▸ WORK REQUEST
Please rewrite the part of the forum post on large ship atomic propulsion that opens with the words "What I found" and closes with "stage,  without tugs.", replacing "NERVA" with "nuclear thermal" throughout.

▸ SELECTED EXTRACT
****************************************
Re: Large Ship Atomic Propulsion

GW Johnson wrote:

Tom: 

What I found and documented in the stuff you stored in the drop box was that chemical at half the Isp of NERVA (but comparable thrust) could not make the round trip single stage.  Both the plain chemical propulsion stage and the tug-assisted chemical stage required significant propellant launched into LMO as well as to LEO,  at around 20,000 tons each,  unless reduced a bit by tug assist at both ends of the trip.  The only difference was the strength of the gravity wells on how much propellant got consumed while launching those propellants.  NERVA needed nothing launched at Mars,  but about the same ridiculous quantity (20,000 tons) launched at Earth.  It could make the round trip single stage,  without tugs.

Electric could reduce the quantity of propellant required in LEO to something less ridiculous at 6-7000 tons for the round trip without tugs,  because of its far-higher high Isp,  despite the penalties for being very non-impulsive in thrust levels.  The travel time is longer,  due to the spiraling required for escape and capture.  Travel time is bad enough for Hohmann transfer.  Faster trajectories require significantly more propellant.  The spiraling trajectories rule out the use of tugs.
****************************************
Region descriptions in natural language
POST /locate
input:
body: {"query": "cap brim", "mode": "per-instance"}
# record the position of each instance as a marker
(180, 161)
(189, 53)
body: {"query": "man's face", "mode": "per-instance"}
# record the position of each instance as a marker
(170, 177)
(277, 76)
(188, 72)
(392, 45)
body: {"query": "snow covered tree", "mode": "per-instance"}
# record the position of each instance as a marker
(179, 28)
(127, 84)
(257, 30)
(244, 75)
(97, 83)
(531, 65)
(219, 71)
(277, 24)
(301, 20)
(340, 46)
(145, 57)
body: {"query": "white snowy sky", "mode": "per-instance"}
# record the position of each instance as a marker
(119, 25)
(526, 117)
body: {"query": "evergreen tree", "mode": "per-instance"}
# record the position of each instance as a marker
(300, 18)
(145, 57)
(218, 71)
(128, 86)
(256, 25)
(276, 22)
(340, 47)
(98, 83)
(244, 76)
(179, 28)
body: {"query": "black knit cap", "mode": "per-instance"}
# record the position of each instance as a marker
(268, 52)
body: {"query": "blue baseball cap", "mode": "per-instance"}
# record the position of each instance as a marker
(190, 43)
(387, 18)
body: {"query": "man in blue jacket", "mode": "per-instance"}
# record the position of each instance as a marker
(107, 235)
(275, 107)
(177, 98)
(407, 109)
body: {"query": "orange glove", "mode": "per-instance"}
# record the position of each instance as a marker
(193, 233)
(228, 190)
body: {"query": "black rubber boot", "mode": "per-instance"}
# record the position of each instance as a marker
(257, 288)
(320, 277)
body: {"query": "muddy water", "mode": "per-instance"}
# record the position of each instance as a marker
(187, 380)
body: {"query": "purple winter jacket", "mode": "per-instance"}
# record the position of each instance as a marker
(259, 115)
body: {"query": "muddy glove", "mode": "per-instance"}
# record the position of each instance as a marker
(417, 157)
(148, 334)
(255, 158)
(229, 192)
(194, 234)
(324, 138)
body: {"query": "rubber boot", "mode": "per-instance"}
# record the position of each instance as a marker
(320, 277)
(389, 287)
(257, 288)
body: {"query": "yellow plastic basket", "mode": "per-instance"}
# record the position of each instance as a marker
****************************************
▸ RESULT OF THIS TASK
What I found and documented in the stuff you stored in the drop box was that chemical at half the Isp of nuclear thermal (but comparable thrust) could not make the round trip single stage.  Both the plain chemical propulsion stage and the tug-assisted chemical stage required significant propellant launched into LMO as well as to LEO,  at around 20,000 tons each,  unless reduced a bit by tug assist at both ends of the trip.  The only difference was the strength of the gravity wells on how much propellant got consumed while launching those propellants.  nuclear thermal needed nothing launched at Mars,  but about the same ridiculous quantity (20,000 tons) launched at Earth.  It could make the round trip single stage,  without tugs.